— START OF Excerpted records —
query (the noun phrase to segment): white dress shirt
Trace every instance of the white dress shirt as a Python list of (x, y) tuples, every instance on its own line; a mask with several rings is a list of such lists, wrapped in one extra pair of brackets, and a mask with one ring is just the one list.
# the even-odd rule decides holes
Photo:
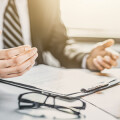
[[(4, 12), (7, 6), (8, 0), (0, 0), (0, 30), (3, 29)], [(15, 0), (18, 15), (21, 23), (21, 30), (26, 45), (31, 45), (30, 39), (30, 21), (28, 14), (27, 0)], [(3, 36), (0, 35), (0, 49), (3, 49)]]
[[(4, 19), (4, 12), (7, 6), (8, 0), (0, 0), (0, 30), (3, 29), (3, 19)], [(31, 45), (31, 38), (30, 38), (30, 21), (29, 21), (29, 13), (28, 13), (28, 1), (27, 0), (15, 0), (18, 15), (20, 18), (22, 35), (24, 39), (24, 43), (26, 45)], [(0, 49), (3, 49), (3, 36), (0, 35)], [(86, 68), (86, 59), (84, 57), (82, 68)]]

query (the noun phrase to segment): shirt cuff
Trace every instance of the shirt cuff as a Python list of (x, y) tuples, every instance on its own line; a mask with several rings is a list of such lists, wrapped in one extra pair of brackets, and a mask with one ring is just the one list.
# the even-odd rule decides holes
[(87, 55), (85, 55), (84, 57), (83, 57), (83, 60), (82, 60), (82, 68), (83, 69), (86, 69), (87, 68), (87, 58), (89, 57), (89, 55), (87, 54)]

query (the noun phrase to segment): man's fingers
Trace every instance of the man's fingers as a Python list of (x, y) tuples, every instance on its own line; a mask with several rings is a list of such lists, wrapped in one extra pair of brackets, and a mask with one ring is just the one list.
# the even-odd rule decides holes
[(97, 70), (99, 70), (99, 71), (104, 70), (104, 68), (98, 63), (98, 61), (97, 61), (96, 58), (93, 59), (93, 64), (95, 65), (95, 67), (97, 68)]
[(37, 58), (37, 56), (38, 54), (36, 53), (33, 57), (31, 57), (29, 60), (25, 61), (23, 64), (19, 66), (1, 69), (0, 76), (22, 73), (31, 64), (35, 63), (35, 59)]
[(97, 62), (99, 65), (101, 65), (104, 69), (110, 69), (112, 65), (108, 64), (107, 62), (104, 61), (103, 57), (97, 56)]
[(100, 49), (105, 49), (105, 48), (108, 48), (108, 47), (111, 47), (112, 45), (114, 45), (114, 42), (115, 41), (113, 39), (108, 39), (108, 40), (101, 42), (100, 45), (98, 45), (98, 47)]
[(111, 66), (117, 66), (117, 61), (112, 59), (110, 56), (104, 56), (104, 61)]
[(27, 50), (30, 50), (31, 47), (28, 45), (23, 45), (20, 47), (10, 48), (10, 49), (4, 49), (0, 51), (0, 59), (10, 59), (14, 56), (17, 56)]
[(33, 55), (37, 53), (37, 48), (32, 48), (29, 51), (26, 51), (25, 53), (19, 55), (17, 58), (15, 58), (14, 62), (16, 62), (16, 65), (20, 65), (26, 60), (30, 59)]

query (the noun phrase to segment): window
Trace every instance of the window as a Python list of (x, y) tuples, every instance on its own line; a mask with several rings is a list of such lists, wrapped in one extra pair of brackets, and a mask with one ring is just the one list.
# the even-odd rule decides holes
[(61, 0), (61, 16), (72, 37), (120, 38), (120, 0)]

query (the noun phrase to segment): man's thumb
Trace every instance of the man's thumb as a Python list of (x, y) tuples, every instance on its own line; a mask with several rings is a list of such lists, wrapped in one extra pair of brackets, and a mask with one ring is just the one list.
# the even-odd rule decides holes
[(115, 41), (113, 39), (105, 40), (101, 43), (101, 48), (105, 49), (105, 48), (111, 47), (112, 45), (114, 45), (114, 43)]

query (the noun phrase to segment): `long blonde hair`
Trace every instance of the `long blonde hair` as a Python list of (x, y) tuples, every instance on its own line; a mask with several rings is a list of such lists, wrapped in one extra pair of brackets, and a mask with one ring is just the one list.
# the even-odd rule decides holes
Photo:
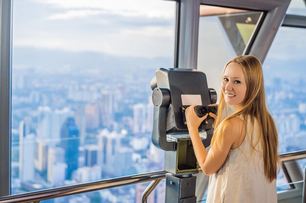
[[(275, 124), (266, 106), (265, 101), (263, 75), (262, 64), (259, 60), (252, 55), (241, 55), (233, 58), (225, 65), (225, 69), (230, 63), (237, 63), (242, 68), (246, 84), (245, 97), (236, 112), (222, 119), (227, 112), (227, 106), (221, 92), (218, 110), (218, 117), (215, 123), (215, 130), (212, 139), (211, 148), (220, 146), (222, 131), (229, 124), (230, 119), (238, 115), (245, 118), (250, 116), (252, 128), (254, 128), (256, 118), (259, 126), (260, 139), (262, 145), (264, 175), (269, 182), (276, 179), (278, 163), (278, 138)], [(220, 125), (220, 124), (221, 125)], [(256, 144), (257, 144), (256, 143)], [(255, 146), (252, 146), (253, 149)]]

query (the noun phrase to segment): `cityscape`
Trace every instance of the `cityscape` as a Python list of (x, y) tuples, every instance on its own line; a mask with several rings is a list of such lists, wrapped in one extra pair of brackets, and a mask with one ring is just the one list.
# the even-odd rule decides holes
[[(151, 141), (150, 81), (157, 69), (173, 66), (176, 2), (77, 1), (14, 1), (12, 194), (163, 169), (163, 152)], [(287, 28), (280, 28), (263, 64), (280, 153), (306, 146), (305, 57), (301, 46), (291, 51), (305, 35)], [(225, 50), (215, 42), (227, 37), (210, 29), (203, 38)], [(211, 48), (202, 67), (209, 74), (227, 57)], [(148, 185), (42, 202), (140, 203)], [(281, 170), (277, 185), (290, 188)], [(162, 203), (165, 193), (163, 181), (147, 202)]]
[[(163, 151), (151, 140), (150, 82), (156, 69), (13, 69), (12, 194), (163, 169)], [(306, 94), (299, 93), (306, 80), (273, 78), (267, 83), (280, 152), (304, 149)], [(285, 184), (279, 176), (278, 185)], [(44, 202), (138, 203), (146, 187), (132, 185)], [(163, 202), (164, 185), (154, 191), (148, 202)]]

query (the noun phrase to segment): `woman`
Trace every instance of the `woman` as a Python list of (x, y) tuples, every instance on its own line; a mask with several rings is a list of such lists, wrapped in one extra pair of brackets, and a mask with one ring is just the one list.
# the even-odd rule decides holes
[[(278, 135), (265, 105), (260, 61), (252, 55), (232, 58), (221, 89), (218, 116), (209, 114), (215, 123), (208, 152), (198, 130), (208, 115), (197, 117), (195, 106), (186, 111), (197, 159), (210, 175), (206, 203), (277, 203)], [(234, 112), (226, 115), (230, 108)]]

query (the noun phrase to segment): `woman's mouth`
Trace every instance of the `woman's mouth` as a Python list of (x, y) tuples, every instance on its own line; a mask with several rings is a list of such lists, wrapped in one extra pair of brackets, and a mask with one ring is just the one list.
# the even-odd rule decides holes
[(225, 94), (226, 94), (226, 96), (227, 96), (229, 97), (234, 97), (234, 96), (236, 96), (236, 95), (235, 94), (229, 94), (227, 93), (225, 93)]

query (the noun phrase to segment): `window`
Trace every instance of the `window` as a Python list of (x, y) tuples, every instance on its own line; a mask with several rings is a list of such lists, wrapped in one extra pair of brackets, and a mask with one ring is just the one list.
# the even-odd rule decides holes
[(287, 14), (306, 16), (306, 4), (303, 0), (292, 0), (289, 5)]
[(204, 73), (208, 87), (219, 96), (222, 71), (231, 58), (241, 55), (262, 12), (200, 6), (197, 70)]
[(175, 2), (13, 6), (12, 193), (163, 168), (150, 83), (173, 66)]
[[(305, 149), (306, 146), (306, 30), (281, 27), (262, 67), (266, 102), (276, 124), (280, 153)], [(298, 161), (302, 171), (305, 159)], [(288, 188), (282, 173), (278, 189)]]

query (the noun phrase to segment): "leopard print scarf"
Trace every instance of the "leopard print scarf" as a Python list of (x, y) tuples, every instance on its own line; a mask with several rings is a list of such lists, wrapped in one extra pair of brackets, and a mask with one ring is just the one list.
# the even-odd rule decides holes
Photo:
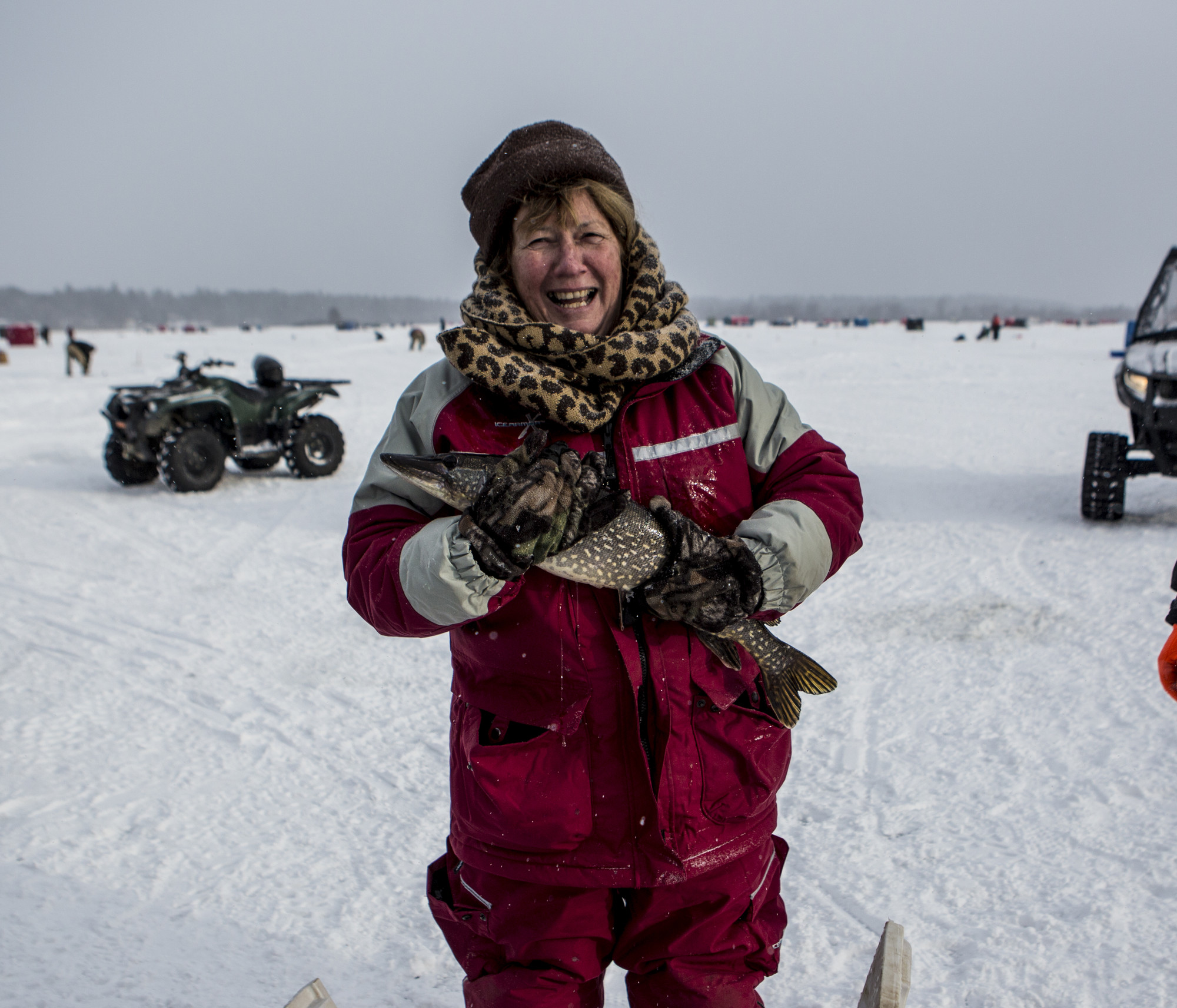
[(438, 337), (450, 363), (476, 385), (577, 432), (609, 423), (626, 389), (683, 364), (699, 341), (686, 291), (666, 279), (658, 246), (638, 225), (629, 250), (629, 292), (609, 336), (592, 336), (527, 314), (508, 280), (481, 256), (461, 303), (465, 325)]

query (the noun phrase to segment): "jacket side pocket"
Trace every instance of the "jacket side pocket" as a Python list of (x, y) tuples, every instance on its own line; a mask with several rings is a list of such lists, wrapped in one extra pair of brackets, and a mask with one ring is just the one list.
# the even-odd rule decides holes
— END OF Excerpted records —
Can you collect every line of the data above that contains the string "jacket", treating uppercase and lowercase as different?

query (the noun phrase to segment): "jacket side pocket"
Trace every instance of the "jacket side pocket" as a Python list of (x, y) tuples, every instance on its own line; a mask with several rings is a list of such lists, wrapped in one extra pair of brackets, and a mask with one ring is just the one list.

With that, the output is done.